RAW DATA
Start

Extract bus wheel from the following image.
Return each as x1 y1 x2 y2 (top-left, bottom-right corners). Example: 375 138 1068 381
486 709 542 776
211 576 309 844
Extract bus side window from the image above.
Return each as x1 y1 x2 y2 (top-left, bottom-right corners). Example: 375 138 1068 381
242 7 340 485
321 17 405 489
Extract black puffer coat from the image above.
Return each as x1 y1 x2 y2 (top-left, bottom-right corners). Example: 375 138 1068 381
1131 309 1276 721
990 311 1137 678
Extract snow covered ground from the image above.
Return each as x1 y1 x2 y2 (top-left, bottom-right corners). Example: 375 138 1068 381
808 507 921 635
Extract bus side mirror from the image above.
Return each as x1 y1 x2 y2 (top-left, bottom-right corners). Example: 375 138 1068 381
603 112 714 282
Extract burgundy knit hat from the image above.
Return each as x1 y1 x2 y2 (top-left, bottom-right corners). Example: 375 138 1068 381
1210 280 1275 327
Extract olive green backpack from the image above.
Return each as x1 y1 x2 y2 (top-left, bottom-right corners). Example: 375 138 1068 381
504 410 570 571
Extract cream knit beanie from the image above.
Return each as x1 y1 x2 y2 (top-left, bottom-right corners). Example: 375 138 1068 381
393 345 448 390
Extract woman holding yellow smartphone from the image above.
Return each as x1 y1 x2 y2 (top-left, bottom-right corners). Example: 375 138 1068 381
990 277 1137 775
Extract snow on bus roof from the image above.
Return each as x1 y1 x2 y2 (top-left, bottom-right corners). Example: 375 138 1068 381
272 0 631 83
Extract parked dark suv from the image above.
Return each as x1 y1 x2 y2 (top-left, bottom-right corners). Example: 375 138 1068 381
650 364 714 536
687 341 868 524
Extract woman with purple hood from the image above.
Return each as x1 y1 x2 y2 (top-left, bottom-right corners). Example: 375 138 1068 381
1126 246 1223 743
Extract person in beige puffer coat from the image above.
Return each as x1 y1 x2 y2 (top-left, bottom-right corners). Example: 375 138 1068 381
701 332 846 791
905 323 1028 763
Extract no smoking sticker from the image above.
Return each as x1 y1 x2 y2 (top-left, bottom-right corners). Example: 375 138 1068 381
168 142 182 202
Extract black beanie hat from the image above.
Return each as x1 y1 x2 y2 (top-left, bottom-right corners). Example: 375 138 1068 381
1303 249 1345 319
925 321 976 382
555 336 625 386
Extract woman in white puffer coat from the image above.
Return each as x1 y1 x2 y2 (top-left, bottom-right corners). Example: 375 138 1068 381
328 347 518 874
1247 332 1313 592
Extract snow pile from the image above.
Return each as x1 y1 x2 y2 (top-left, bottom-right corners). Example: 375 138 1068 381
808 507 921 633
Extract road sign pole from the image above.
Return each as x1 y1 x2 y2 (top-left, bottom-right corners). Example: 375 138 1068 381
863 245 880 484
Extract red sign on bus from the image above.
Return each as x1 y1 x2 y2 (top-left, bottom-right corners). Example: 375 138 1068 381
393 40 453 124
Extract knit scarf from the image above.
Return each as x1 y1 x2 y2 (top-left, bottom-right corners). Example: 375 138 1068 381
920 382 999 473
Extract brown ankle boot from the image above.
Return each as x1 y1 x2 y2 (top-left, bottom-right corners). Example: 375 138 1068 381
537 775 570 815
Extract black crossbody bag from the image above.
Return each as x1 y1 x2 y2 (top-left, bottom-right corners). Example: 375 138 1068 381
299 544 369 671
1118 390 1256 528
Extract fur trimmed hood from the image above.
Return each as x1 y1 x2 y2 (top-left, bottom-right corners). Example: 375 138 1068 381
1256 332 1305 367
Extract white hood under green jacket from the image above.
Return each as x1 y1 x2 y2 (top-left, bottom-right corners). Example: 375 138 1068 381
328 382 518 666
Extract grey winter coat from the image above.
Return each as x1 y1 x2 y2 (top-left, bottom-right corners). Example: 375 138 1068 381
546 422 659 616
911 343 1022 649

End

Output every one of the records above as a two-column CSV with the header columns "request" and "boxes". Write one row for each request, with its text and its answer each in a single quoted field and any line breaks replaced by spaces.

EXERCISE ANSWER
request,boxes
"Extract bus wheel from the following image. Return each as x1 y1 x2 y2 (top-left, bottom-right corners). Example: 375 138 1068 381","486 709 542 776 211 576 309 844"
"Extract bus side window from the image above. Return each as x1 y1 x2 y2 (top-left, bottom-right corners). Example: 375 138 1068 381","242 7 340 485 321 17 405 489"
"Extract black puffer coat from the image above. Return each as x1 y1 x2 y2 (top-left, bottom-right corners). Example: 375 138 1068 381","1131 309 1276 721 990 311 1137 678"
"Extract snow covered ground from the image above. Return each as x1 y1 x2 y2 (top-left, bottom-right corners). Example: 375 138 1068 381","808 507 921 635"
"Extract bus side mirror from the image above. Return each as x1 y1 x2 y2 (top-left, bottom-right corners). Example: 375 138 1068 381","603 112 714 282"
"Extract burgundy knit hat from the image above. Return each as x1 y1 x2 y2 (top-left, bottom-right corners). Example: 375 138 1068 381","1210 280 1275 327"
"Extract olive green backpack from the image above. Return each as x1 y1 x2 y2 (top-left, bottom-right corners). Example: 375 138 1068 381","504 410 570 571"
"Extract cream knit beanie from the image above. Return each as x1 y1 x2 y2 (top-left, bottom-right corners). Example: 375 138 1068 381","393 345 448 390"
"Extract woman holding yellow smartphone from the image above. Return each as x1 y1 x2 y2 (top-left, bottom-right corners). Example: 375 138 1068 381","990 277 1137 775"
"Extract snow on bus roof from the image above. Return each as x1 y1 x2 y2 (top-left, bottom-right corners). Example: 375 138 1068 381","272 0 631 83"
"Extract parked dark suv from the image above. Return each as x1 y1 x2 y2 (top-left, bottom-right corners). Example: 375 138 1068 381","650 364 714 536 687 341 868 524"
"Extract woman with purple hood from the image above. Return each as x1 y1 x2 y2 (top-left, bottom-right corners). Example: 375 138 1068 381","1126 246 1223 743"
"Extract person in beige puffer coat from the image above. Return each as x1 y1 x2 y2 (top-left, bottom-right corners). Example: 375 138 1068 381","701 332 846 791 905 323 1028 763"
"Extract no smoking sticker from the image above. Return each as x1 y1 x2 y2 (top-left, bottom-right corners). Example: 375 138 1068 381","168 142 182 202"
"Extract black beanie hat from the image above. Return each as x1 y1 x2 y2 (top-left, bottom-right corners). Example: 375 138 1068 381","1303 249 1345 319 925 321 976 382 555 336 625 386"
"Extract woman in white puffer coat from the image above. Return each as x1 y1 x2 y2 (top-left, bottom-right corners). Example: 375 138 1068 381","328 347 518 874 1247 332 1313 592"
"Extract snow pile from the image above. Return each as x1 y1 x2 y2 (top-left, bottom-right corners). Example: 375 138 1068 381","808 507 921 633"
"Extract road sign pole from the image above. Return each as x1 y1 x2 y2 (top-left, bottom-right corners). Example: 375 138 1068 381","863 245 880 484"
"Extract red sign on bus from the image above. Return each as x1 y1 x2 y2 (top-left, bottom-right corners). Example: 375 138 1068 381","393 40 453 124"
"Extract knit scarf from the image above. Return each as x1 y1 x2 y2 (top-left, bottom-right corners). Example: 375 138 1068 381","920 382 999 473"
"Extract brown ankle boot from the image above. Return each as x1 y1 x2 y2 (top-left, bottom-right corners). Example: 375 138 1068 381","537 775 570 815"
"Extract black crossbody bag from the image above. Return each as x1 y1 x2 y2 (top-left, bottom-right corners). Example: 375 138 1068 381","299 544 369 671 1118 390 1256 528"
"Extract fur trimmed hood from the image above. Return each as x1 y1 x2 y2 (top-left, bottom-right corners). Example: 375 138 1068 381","1256 332 1305 367"
"Extract white hood under green jacket from the image above. Return each as x1 y1 x2 y2 (top-left, bottom-right corners). Example: 375 138 1068 381","328 382 518 666"
"Extract grey winter coat from the image above. Return each as x1 y1 x2 y2 (top-left, bottom-right corners). Example: 375 138 1068 381","546 422 659 616 911 343 1022 649"